La libertad interior
Tras este intento de presentación psicológica y explicación psicopatológica de las características típicas del recluido en un campo de concentración, se podría sacar la impresión de que el ser humano es alguien completa e inevitablemente influido por su entorno y (entendiéndose por entorno en este caso la singular estructura del campo de concentración, que obligaba al prisionero a adecuar su conducta a un determinado conjunto de pautas). Pero, ¿y qué decir de la libertad humana? ¿No hay una libertad espiritual con respecto a la conducta y a la reacción ante un entorno dado? ¿Es cierta la teoría que nos enseña que el hombre no es más que el producto de muchos factores ambientales condicionantes, sean de naturaleza biológica, psicológica o sociológica? ¿El hombre es sólo un producto accidental de dichos factores? Y, lo que es más importante, ¿las reacciones de los prisioneros ante el mundo singular de un campo de concentración, son una prueba de que el hombre no puede escapar a la influencia de lo que le rodea? ¿Es que frente a tales circunstancias no tiene posibilidad de elección?

[Datos de localización puntual por instancia]
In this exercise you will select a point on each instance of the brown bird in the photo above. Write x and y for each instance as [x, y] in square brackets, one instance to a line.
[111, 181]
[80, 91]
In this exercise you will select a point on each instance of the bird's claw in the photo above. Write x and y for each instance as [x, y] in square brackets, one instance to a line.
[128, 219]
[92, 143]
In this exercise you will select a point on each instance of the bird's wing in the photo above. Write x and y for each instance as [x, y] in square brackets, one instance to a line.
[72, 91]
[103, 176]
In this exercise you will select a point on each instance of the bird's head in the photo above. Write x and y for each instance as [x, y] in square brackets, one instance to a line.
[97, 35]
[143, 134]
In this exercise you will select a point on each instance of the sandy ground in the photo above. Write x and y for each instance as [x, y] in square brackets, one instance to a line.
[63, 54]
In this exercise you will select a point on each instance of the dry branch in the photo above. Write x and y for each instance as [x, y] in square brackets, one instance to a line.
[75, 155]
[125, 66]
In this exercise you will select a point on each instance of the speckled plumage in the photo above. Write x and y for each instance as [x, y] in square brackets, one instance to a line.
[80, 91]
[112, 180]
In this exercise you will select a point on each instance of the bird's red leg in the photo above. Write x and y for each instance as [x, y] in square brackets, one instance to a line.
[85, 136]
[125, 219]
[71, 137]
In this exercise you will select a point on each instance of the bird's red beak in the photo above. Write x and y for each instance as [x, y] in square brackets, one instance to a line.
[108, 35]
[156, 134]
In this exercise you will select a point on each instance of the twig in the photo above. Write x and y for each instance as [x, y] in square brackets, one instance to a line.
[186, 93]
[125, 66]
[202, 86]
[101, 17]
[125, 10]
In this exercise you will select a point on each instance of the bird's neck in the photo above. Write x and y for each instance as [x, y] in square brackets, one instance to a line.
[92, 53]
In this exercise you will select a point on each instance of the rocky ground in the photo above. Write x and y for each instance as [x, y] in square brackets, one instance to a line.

- **TAREA PROPUESTA**:
Cita completo y palabra por palabra el fragmento sobre la libertad interior.

- **SOLUCIÓN DEL EJERCICIO**:
La libertad interior
Tras este intento de presentación psicológica y explicación psicopatológica de las características típicas del recluido en un campo de concentración, se podría sacar la impresión de que el ser humano es alguien completa e inevitablemente influido por su entorno y (entendiéndose por entorno en este caso la singular estructura del campo de concentración, que obligaba al prisionero a adecuar su conducta a un determinado conjunto de pautas). Pero, ¿y qué decir de la libertad humana? ¿No hay una libertad espiritual con respecto a la conducta y a la reacción ante un entorno dado? ¿Es cierta la teoría que nos enseña que el hombre no es más que el producto de muchos factores ambientales condicionantes, sean de naturaleza biológica, psicológica o sociológica? ¿El hombre es sólo un producto accidental de dichos factores? Y, lo que es más importante, ¿las reacciones de los prisioneros ante el mundo singular de un campo de concentración, son una prueba de que el hombre no puede escapar a la influencia de lo que le rodea? ¿Es que frente a tales circunstancias no tiene posibilidad de elección?